* [SOURCE PASSAGE]

My 12V battery was dead this morning with 7v :shock:
I jumped it and was on my way. I'm pretty certain the battery is ok...just like triangles, will need to figure out where the draw is coming from.
 
I did not disconnect the battery when attempting to charge, but I believe the battery was dead enough which is why even after overnight charge it would not get up past 7V.

I did not try to jump start the car either, which probably would have worked, and would have only helped me avoid swapping out the battery in my wife's office parking lot.
 
I have found that the motorcraft 12v batteries are junk. They die mysteriously within 3 years or so. Not covered on a ice vehicle. Ive had 3 die like this on new ford vehicles, relatives have had similar experiences. My new to me 2013 ffe has a brand new motorcraft 12v in it. If it had been up to me I would have replaced it with an aftermarket battery, but the dealer uses motorcraft , so be it. If I end up with any issues related to the 12v battery I will not hesitate to replace it with one from advance auto.

* [STUDY MATERIAL]
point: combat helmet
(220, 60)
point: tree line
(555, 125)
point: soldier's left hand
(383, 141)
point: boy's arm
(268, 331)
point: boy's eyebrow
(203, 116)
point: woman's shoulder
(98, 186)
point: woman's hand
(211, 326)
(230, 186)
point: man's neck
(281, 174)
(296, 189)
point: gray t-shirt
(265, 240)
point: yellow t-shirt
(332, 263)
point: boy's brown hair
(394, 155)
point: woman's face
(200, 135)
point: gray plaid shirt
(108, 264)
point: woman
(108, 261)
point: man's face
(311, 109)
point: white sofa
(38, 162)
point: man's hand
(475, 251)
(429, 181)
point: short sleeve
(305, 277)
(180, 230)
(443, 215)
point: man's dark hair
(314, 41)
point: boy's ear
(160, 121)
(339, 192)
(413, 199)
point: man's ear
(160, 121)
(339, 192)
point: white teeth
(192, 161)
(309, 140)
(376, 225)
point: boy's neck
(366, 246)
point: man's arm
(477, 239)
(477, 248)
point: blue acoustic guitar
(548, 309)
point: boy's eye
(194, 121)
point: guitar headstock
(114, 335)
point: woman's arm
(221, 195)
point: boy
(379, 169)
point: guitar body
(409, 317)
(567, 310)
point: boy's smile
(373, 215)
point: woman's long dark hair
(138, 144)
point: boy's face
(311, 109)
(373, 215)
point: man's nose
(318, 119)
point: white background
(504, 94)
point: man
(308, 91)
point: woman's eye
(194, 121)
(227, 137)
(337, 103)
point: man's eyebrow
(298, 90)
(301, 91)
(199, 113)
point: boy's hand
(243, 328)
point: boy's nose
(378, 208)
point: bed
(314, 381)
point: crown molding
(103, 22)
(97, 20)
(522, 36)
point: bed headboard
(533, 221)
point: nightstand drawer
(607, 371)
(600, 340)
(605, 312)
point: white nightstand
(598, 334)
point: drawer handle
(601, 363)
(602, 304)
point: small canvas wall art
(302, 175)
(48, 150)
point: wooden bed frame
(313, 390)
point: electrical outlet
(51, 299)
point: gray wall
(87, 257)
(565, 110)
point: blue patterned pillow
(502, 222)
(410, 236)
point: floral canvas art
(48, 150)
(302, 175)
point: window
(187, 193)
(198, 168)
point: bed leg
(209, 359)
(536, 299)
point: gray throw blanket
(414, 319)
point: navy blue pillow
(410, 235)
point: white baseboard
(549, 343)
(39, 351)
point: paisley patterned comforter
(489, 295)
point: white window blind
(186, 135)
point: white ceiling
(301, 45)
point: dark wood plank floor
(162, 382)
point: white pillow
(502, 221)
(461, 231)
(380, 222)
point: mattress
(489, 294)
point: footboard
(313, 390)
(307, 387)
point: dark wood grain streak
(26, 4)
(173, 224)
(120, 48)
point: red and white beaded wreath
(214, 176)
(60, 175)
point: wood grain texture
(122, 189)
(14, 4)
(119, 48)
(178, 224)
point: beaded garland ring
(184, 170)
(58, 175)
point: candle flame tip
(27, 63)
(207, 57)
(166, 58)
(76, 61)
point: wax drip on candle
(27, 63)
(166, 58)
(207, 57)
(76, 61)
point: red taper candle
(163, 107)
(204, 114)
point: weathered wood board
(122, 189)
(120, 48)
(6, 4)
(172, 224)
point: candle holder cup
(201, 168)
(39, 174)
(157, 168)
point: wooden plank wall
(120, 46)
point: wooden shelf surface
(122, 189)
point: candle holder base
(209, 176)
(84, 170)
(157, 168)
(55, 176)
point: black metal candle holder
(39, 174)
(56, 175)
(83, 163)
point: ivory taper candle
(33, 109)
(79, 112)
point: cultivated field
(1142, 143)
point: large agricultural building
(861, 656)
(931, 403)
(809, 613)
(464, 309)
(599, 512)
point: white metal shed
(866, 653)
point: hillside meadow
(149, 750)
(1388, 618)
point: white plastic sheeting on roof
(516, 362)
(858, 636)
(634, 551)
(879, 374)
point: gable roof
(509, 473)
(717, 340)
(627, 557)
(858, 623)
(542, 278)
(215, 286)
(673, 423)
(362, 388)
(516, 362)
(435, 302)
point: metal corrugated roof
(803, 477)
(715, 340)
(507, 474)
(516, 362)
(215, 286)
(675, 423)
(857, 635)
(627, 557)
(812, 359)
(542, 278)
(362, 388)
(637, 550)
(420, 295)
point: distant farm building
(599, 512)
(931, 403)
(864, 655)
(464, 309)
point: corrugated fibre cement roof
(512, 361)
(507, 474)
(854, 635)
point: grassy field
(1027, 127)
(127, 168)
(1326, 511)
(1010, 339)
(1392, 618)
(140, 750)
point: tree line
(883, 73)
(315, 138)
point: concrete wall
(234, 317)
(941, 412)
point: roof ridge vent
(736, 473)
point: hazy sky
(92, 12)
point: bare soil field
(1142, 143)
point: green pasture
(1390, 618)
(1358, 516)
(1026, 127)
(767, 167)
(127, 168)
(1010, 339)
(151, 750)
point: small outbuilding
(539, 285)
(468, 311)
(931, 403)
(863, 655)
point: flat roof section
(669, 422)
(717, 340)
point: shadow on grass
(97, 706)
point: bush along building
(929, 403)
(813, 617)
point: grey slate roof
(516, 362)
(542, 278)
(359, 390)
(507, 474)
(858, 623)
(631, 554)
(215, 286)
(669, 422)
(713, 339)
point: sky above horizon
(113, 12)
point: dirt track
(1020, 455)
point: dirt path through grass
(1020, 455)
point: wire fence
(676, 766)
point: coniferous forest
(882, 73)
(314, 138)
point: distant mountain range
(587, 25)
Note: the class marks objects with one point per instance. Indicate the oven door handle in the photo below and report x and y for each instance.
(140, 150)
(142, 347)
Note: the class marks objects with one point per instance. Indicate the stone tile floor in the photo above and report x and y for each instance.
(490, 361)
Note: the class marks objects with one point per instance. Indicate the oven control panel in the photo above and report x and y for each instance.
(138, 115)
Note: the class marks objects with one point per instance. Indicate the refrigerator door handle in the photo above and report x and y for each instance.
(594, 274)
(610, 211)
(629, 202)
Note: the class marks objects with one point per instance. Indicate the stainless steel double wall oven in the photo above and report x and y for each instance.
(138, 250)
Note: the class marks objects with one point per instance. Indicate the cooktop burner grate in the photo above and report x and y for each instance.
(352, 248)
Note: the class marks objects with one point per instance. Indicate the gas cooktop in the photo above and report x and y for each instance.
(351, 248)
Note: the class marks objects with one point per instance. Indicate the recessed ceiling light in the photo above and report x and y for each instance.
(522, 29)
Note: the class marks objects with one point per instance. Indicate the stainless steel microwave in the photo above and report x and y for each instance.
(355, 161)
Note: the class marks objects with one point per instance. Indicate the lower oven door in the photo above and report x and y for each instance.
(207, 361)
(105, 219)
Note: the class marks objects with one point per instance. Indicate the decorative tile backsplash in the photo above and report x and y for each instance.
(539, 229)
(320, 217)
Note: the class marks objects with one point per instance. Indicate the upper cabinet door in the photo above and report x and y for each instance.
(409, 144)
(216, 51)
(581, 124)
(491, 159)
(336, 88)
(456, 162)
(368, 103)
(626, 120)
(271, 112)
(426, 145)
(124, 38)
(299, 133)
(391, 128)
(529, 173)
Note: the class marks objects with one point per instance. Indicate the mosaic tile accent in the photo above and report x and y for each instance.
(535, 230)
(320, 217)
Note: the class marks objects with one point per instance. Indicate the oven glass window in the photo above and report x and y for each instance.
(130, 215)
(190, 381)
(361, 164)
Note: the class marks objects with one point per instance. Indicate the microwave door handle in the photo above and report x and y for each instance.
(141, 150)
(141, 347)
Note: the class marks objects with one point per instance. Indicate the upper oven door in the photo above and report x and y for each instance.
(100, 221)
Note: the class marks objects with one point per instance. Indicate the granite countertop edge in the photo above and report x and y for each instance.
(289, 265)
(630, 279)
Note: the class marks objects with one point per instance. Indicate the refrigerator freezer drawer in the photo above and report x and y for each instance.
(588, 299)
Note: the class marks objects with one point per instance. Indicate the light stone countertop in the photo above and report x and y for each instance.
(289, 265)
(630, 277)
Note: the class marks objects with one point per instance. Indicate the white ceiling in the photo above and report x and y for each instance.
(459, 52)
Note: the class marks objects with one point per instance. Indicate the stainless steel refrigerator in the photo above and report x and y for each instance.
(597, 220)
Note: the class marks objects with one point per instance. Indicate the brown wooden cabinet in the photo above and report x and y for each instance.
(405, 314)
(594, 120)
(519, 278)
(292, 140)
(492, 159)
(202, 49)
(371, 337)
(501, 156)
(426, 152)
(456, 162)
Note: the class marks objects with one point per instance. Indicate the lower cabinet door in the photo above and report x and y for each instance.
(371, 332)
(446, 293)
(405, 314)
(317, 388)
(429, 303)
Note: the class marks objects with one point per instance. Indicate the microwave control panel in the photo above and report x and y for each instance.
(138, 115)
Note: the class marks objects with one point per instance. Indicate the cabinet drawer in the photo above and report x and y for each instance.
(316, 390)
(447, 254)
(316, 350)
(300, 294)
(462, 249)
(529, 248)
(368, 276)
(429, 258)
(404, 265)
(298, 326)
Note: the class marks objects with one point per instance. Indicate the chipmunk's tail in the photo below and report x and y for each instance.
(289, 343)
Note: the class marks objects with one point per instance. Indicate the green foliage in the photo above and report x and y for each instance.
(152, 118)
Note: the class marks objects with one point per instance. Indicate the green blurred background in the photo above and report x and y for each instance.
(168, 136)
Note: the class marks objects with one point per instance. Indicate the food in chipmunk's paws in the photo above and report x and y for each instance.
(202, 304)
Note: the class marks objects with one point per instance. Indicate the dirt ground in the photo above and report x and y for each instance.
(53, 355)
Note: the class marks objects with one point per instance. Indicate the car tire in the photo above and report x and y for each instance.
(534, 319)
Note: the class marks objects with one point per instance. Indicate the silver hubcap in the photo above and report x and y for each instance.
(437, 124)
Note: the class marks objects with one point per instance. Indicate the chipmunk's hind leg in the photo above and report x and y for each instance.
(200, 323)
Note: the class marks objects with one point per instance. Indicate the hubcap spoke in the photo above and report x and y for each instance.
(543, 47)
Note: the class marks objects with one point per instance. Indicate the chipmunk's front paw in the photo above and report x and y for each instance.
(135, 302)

* [WHAT YOU WILL DO]
a: According to the 12V battery text, where would the writer get a replacement battery if problems come up?
b: Carry on the 12V battery text from its final sentence.
The records play no part in the work here.

* [ANSWERS FOR THE TASKS]
a: From Advance Auto.

b:
Carbuff said:
I have found that the motorcraft 12v batteries are junk. They die mysteriously within 3 years or so. Not covered on a ice vehicle. Ive had 3 die like this on new ford vehicles, relatives have had similar experiences. My new to me 2013 ffe has a brand new motorcraft 12v in it. If it had been up to me I would have replaced it with an aftermarket battery, but the dealer uses motorcraft , so be it. If I end up with any issues related to the 12v battery I will not hesitate to replace it with one from advance auto.

Ditto. My Motorcraft gave up at just over two years. However, I've noticed that with a lot of batteries from various manufacturers. Both of my Nissans ('12 Armada, '00 Maxima) need new batteries every three years, like clockwork. That is true whether the battery is from Nissan, from WalMart, from Costco, or anything else. But, the battery in my 65 Buick lasted almost 10 years. I'm wondering if the constant drain caused by newer cars is the real cause of batteries not lasting as long as they used to.
 
Just to follow up, the battery was dead. I thought it would be pro-rated since it was replaced by Ford while under the 36mo warranty 37 months ago, but no, they don't. They only pro-rate if you bought it. So if it died a month earlier, they'd have replaced it for free.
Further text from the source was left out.